# Job 1
Extract every line of the listing that contains the string "rooftop", matching case exactly.

# Text
┏━━

Teachers are not afraid of Black children

In my 15 years of classroom experience, I’ve never met a 4-year-old that frightened me enough to suspend or call the police. In early childhood education, we need to reject narratives that justify anti-Black actions in the classroom and on the playground. We need to reject the false narrative of the white (and sometimes Black) teacher who is afraid of Black children. It’s a farce that leads to tragedy.

This lie of “the scary Black child” is often used as a pretext for justifying coercive punishment disguised as discipline. What is the difference between punishment and discipline? To paraphrase Dr. Nancy Darling, Chair of Psychology at Oberlin College the difference is that discipline is having the expectation of behavior that benefits a child’s well being. Punishment is creating a consequence that tends to be an overreaction to a subjective interpretation of a child’s behavior, which causes the child pain.

Most schools say they have a discipline policy, but when it comes to Black children, that policy, more often than not, is a punishment policy (Edwards, L. (2016).

┗━━

# Job 2
Revise the essay on teachers and Black children between "Most schools say" and "(Edwards, L. (2016).", inclusive, replacing "Most schools" with "Many schools".

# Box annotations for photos
┏━━

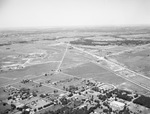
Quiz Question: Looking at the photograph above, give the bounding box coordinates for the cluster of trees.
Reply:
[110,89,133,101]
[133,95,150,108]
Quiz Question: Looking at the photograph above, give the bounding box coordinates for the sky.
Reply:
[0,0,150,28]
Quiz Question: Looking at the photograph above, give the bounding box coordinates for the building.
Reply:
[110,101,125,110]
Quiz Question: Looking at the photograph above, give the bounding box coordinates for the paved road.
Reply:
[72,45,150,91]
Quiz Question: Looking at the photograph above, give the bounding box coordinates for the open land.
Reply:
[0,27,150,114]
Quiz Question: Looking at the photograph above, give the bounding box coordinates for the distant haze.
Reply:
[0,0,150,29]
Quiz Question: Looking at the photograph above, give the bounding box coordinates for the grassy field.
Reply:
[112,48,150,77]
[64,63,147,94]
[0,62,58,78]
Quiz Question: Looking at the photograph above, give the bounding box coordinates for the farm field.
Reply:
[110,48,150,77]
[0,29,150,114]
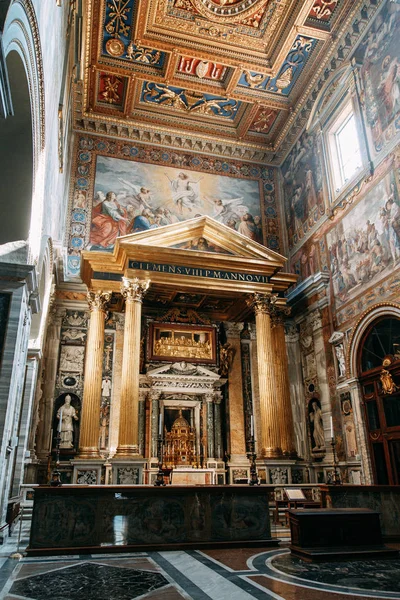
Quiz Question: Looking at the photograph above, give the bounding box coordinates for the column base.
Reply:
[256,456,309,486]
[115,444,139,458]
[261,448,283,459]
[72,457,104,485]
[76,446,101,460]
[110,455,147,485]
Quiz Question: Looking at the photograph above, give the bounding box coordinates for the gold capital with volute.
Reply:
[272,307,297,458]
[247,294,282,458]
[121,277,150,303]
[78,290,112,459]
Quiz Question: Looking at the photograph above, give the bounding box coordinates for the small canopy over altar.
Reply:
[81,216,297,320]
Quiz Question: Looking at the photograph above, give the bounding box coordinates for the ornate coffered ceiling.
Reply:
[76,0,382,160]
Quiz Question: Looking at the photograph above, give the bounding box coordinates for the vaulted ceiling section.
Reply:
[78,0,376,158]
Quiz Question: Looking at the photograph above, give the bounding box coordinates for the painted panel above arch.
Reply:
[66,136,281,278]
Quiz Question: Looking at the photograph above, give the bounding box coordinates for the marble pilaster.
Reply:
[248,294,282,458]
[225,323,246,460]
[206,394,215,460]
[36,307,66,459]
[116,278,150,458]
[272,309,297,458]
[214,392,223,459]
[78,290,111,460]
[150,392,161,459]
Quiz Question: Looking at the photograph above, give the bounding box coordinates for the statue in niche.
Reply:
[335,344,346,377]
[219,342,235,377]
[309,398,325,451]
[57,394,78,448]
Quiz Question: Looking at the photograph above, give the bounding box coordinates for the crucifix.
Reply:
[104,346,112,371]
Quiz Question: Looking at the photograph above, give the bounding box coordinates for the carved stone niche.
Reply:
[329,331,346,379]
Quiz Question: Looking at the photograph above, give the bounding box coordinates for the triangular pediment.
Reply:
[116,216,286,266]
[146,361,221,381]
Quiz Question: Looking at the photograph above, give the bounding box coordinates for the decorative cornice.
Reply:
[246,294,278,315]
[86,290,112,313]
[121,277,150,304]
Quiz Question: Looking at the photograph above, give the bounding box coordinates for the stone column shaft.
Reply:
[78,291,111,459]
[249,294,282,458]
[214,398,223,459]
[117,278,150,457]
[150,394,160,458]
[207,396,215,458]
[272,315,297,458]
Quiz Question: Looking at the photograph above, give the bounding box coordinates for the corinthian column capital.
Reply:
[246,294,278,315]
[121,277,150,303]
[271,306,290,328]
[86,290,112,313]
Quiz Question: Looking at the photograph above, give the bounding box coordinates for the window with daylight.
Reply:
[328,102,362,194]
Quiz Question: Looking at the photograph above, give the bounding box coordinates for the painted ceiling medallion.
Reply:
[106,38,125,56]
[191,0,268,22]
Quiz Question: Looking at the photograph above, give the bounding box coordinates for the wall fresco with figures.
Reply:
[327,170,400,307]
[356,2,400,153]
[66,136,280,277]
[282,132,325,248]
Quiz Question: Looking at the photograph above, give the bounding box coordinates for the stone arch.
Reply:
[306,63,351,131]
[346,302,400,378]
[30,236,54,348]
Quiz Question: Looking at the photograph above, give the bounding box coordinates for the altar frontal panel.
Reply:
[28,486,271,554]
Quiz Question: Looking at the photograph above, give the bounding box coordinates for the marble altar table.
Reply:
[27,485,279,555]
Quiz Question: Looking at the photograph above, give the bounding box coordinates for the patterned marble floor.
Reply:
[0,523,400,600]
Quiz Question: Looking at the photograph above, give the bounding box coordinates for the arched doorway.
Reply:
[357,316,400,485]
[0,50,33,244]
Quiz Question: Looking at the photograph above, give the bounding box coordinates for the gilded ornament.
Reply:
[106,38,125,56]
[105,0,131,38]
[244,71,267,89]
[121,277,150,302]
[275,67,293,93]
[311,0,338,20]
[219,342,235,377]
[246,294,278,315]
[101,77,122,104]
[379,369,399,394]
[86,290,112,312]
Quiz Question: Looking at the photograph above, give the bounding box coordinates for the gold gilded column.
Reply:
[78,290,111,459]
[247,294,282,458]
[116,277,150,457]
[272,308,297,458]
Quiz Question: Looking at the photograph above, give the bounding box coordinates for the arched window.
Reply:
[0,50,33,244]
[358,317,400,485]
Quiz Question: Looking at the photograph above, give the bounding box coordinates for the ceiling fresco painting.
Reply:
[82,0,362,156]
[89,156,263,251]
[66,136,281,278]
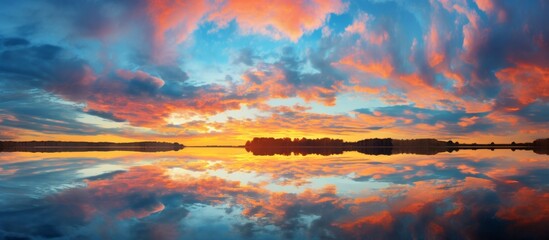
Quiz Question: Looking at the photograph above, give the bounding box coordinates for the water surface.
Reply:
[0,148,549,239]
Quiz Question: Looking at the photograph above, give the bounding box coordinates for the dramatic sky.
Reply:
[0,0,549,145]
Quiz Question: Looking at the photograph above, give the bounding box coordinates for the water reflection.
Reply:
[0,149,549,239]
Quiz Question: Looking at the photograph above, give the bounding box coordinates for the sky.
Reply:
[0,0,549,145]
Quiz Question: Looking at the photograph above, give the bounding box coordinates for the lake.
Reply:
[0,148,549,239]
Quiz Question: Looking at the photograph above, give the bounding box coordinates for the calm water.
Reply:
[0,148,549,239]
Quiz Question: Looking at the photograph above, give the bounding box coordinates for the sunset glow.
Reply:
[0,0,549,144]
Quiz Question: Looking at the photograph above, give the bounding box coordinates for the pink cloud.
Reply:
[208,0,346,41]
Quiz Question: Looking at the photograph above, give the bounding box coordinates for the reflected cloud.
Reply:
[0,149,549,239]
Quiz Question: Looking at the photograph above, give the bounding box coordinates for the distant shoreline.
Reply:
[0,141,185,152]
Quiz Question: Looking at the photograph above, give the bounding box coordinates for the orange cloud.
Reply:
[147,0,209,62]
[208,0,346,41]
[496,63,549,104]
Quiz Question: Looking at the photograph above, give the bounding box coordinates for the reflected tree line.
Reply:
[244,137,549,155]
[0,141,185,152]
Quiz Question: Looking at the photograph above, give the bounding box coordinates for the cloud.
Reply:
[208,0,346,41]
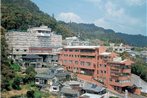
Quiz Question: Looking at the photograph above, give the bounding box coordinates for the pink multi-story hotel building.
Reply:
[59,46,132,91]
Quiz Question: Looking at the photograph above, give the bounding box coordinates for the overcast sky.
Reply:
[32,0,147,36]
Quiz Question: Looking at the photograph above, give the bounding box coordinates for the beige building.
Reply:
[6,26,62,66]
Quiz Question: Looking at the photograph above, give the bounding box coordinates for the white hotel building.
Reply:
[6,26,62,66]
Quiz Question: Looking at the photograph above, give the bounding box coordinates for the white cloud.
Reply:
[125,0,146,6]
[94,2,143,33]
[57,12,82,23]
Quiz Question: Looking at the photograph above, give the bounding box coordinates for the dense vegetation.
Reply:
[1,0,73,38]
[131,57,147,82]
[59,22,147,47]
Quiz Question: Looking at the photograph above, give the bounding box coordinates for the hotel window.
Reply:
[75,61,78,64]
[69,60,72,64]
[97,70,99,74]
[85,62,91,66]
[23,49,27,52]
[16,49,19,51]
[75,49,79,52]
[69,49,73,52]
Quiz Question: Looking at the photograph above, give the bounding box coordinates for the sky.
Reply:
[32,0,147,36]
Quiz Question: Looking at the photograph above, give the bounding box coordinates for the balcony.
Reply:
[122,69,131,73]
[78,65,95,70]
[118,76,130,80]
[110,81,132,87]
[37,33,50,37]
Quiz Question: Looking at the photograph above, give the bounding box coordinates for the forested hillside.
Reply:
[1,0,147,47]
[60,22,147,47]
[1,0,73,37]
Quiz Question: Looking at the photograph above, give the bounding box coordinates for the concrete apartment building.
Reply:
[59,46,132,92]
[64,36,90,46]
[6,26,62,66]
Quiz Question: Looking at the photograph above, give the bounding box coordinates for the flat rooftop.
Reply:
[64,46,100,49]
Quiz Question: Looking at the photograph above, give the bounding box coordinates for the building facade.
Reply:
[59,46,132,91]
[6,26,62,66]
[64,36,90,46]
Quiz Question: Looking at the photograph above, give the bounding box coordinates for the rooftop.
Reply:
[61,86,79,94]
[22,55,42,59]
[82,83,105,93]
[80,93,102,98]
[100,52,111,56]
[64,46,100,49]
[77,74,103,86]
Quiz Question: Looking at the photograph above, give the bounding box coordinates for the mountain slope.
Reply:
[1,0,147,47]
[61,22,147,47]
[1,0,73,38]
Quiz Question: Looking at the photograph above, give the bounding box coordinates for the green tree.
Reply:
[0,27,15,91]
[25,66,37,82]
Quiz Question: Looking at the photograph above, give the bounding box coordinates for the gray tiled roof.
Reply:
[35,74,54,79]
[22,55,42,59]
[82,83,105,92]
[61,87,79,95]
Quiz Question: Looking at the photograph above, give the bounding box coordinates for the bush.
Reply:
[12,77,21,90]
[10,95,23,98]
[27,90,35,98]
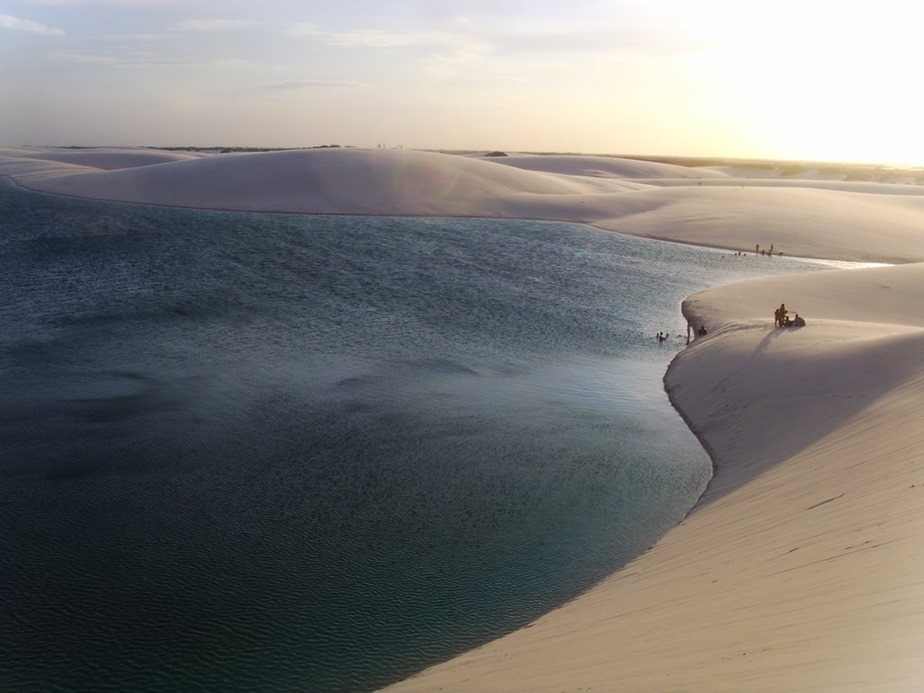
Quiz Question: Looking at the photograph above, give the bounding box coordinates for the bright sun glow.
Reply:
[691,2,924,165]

┗━━

# Result 1
Quiz Question: Looking at the photograph above, give the bounding box coordinates for the flat rooftop.
Quiz Question: Looking at the photograph above, give the bounding box coordinates for the rooftop.

# Result 2
Many schools say they have a discipline policy, but when it comes to Black children, that policy, more often than not, is a punishment policy (Edwards, L. (2016).